__Data extract__.
+ + + + + + +

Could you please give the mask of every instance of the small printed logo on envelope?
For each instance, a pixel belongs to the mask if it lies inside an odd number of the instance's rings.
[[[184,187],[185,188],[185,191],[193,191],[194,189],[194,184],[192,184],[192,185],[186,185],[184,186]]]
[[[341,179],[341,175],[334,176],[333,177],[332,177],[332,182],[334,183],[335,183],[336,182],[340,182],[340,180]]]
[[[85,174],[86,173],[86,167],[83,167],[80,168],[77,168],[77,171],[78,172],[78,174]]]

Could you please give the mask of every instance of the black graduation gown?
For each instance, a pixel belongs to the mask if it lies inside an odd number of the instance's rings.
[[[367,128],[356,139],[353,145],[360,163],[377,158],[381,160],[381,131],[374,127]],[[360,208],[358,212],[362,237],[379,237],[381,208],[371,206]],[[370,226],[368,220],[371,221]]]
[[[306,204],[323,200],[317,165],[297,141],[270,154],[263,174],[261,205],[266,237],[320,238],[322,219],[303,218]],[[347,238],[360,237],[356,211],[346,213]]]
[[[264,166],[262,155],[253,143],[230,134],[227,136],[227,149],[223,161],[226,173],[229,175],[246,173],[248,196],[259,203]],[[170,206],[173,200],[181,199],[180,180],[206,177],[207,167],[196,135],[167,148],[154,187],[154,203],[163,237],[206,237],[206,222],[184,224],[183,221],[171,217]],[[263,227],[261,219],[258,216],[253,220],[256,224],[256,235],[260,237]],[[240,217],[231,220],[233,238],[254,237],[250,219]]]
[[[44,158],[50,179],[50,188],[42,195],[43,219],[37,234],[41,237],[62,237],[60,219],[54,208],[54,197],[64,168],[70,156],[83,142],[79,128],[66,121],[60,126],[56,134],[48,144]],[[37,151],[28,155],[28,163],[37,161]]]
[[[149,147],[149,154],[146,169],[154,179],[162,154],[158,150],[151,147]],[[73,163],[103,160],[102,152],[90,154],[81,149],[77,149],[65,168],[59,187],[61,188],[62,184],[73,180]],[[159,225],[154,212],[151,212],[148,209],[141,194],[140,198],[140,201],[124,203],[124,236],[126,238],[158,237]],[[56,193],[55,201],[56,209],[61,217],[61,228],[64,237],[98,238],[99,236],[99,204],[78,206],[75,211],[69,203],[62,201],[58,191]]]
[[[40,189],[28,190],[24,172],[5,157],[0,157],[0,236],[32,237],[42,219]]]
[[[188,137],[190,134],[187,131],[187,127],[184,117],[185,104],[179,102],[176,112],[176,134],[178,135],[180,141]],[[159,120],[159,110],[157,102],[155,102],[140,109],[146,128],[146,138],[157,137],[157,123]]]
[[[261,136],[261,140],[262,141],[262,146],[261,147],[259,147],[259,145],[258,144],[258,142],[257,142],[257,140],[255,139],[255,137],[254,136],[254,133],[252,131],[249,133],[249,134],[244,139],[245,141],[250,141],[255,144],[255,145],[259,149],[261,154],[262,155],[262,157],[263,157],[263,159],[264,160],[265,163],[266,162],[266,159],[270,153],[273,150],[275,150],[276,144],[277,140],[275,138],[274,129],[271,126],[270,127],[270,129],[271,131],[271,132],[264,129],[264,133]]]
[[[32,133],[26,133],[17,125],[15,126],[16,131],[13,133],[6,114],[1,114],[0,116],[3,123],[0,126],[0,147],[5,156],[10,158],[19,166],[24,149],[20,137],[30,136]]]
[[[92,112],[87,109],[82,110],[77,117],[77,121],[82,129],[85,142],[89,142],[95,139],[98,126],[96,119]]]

+ + + + + + +

__What is being asked__. Copy each entry exactly, with nothing added or dropped.

__Response__.
Could you please give the mask of every instance of the small printed logo on envelope?
For each instance, a pixel belongs to the mask if it lies inside an odd number of the instance's rings.
[[[184,187],[185,188],[185,191],[193,191],[194,189],[194,184],[192,184],[192,185],[186,185],[184,186]]]
[[[341,179],[341,175],[334,176],[333,177],[332,177],[332,182],[334,183],[335,183],[336,182],[340,182],[340,180]]]
[[[85,174],[86,173],[86,167],[83,167],[80,168],[77,168],[77,171],[78,172],[78,174]]]

Could you please give the mask of every instance of the black graduation gown?
For each instance, a pixel belongs to the mask if it lies inside an odd number of the instance's rings.
[[[367,128],[356,139],[353,145],[360,163],[377,158],[381,160],[381,131],[374,127]],[[360,208],[358,212],[362,237],[379,237],[381,208],[371,206]],[[370,226],[368,220],[371,221]]]
[[[306,204],[323,200],[317,165],[297,141],[270,154],[263,174],[261,205],[266,237],[320,238],[322,219],[303,218]],[[347,238],[360,237],[356,211],[346,213]]]
[[[264,166],[262,155],[253,143],[230,134],[227,136],[227,149],[223,161],[226,173],[229,175],[246,173],[248,196],[259,203]],[[170,206],[173,200],[181,199],[180,180],[206,177],[207,167],[196,135],[167,148],[154,187],[154,203],[163,237],[206,237],[206,222],[184,224],[183,221],[171,217]],[[263,227],[261,219],[258,216],[253,220],[256,224],[256,235],[260,237]],[[240,217],[231,220],[233,238],[254,237],[250,219]]]
[[[44,158],[50,179],[50,188],[42,195],[43,219],[37,234],[41,237],[62,237],[60,219],[54,208],[54,197],[64,168],[70,156],[83,142],[79,128],[66,121],[60,126],[56,134],[48,144]],[[37,151],[28,155],[28,163],[37,161]]]
[[[149,147],[149,154],[146,169],[154,179],[162,154],[158,150],[151,147]],[[73,163],[103,160],[102,152],[90,154],[81,149],[77,149],[65,168],[59,187],[61,188],[62,184],[73,180]],[[159,225],[154,212],[151,212],[148,209],[141,194],[140,198],[140,201],[124,203],[124,236],[126,238],[158,237]],[[56,193],[55,201],[56,209],[61,217],[61,228],[64,237],[98,238],[99,236],[99,204],[78,206],[75,211],[69,203],[62,201],[58,191]]]
[[[40,189],[28,190],[24,172],[5,157],[0,157],[0,236],[32,237],[42,219]]]
[[[188,137],[190,134],[187,131],[187,127],[184,117],[185,104],[179,102],[176,112],[176,134],[178,135],[180,141]],[[159,120],[159,110],[157,102],[155,102],[140,109],[146,128],[146,138],[157,137],[157,123]]]
[[[261,136],[261,140],[262,141],[262,146],[261,147],[259,147],[259,145],[258,144],[258,142],[257,142],[257,140],[255,139],[255,137],[254,136],[254,133],[252,131],[249,133],[249,134],[244,139],[245,141],[250,141],[255,144],[255,145],[259,149],[261,154],[262,155],[262,157],[263,157],[263,159],[264,160],[265,163],[266,162],[266,159],[270,153],[273,150],[275,150],[276,144],[277,140],[275,138],[274,129],[271,126],[270,127],[270,129],[271,131],[271,132],[264,129],[264,133]]]
[[[32,133],[26,133],[17,125],[15,126],[16,131],[13,133],[6,114],[1,114],[0,116],[3,123],[0,126],[0,147],[5,156],[10,158],[19,166],[24,149],[20,137],[30,136]]]
[[[92,112],[87,109],[82,110],[77,117],[77,121],[82,129],[85,142],[89,142],[95,139],[98,126],[96,119]]]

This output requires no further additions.